::: Entries shown

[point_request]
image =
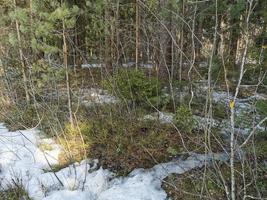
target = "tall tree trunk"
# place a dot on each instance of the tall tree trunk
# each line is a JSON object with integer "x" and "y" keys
{"x": 22, "y": 61}
{"x": 107, "y": 50}
{"x": 234, "y": 41}
{"x": 80, "y": 34}
{"x": 65, "y": 62}
{"x": 137, "y": 20}
{"x": 181, "y": 51}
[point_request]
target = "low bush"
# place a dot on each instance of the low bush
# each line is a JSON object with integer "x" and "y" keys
{"x": 261, "y": 107}
{"x": 184, "y": 119}
{"x": 134, "y": 86}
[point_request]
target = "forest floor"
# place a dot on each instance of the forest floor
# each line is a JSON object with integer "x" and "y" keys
{"x": 29, "y": 159}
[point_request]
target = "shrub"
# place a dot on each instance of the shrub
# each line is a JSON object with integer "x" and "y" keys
{"x": 261, "y": 107}
{"x": 133, "y": 85}
{"x": 184, "y": 119}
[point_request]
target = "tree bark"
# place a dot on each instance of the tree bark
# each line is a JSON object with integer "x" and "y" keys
{"x": 22, "y": 61}
{"x": 65, "y": 62}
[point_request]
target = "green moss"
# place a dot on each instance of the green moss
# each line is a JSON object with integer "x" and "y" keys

::::::

**Problem description:**
Omit every picture, then reproduce the rest of the listing exactly.

**Solved exercise:**
[point_request]
image =
target = "tall tree trunk"
# place a dot on each instance of the tall tree trunk
# each line is a JSON object with integer "x" and "y" keys
{"x": 22, "y": 61}
{"x": 107, "y": 50}
{"x": 234, "y": 41}
{"x": 80, "y": 34}
{"x": 65, "y": 62}
{"x": 137, "y": 20}
{"x": 181, "y": 51}
[point_request]
target = "low bush"
# place a dot on each instance of the low bush
# each line is a JSON object with integer "x" and "y" keys
{"x": 261, "y": 107}
{"x": 184, "y": 119}
{"x": 134, "y": 86}
[point_request]
target = "forest floor"
# place a dot on each instance of the forest floor
# each line is a JSON object with integer "x" and "y" keys
{"x": 29, "y": 159}
[point_request]
target = "shrub"
# place a dot on each instance of the shrub
# each line is a JSON object with integer "x" and "y" keys
{"x": 261, "y": 107}
{"x": 133, "y": 85}
{"x": 184, "y": 119}
[point_request]
target = "tree bark"
# place a dot on each instance of the tree bark
# each line is a JSON object with integer "x" and "y" keys
{"x": 22, "y": 61}
{"x": 65, "y": 62}
[point_request]
target = "green moss"
# place a dot on each instance of the green moss
# each line is a JSON object with integer "x" and "y" keys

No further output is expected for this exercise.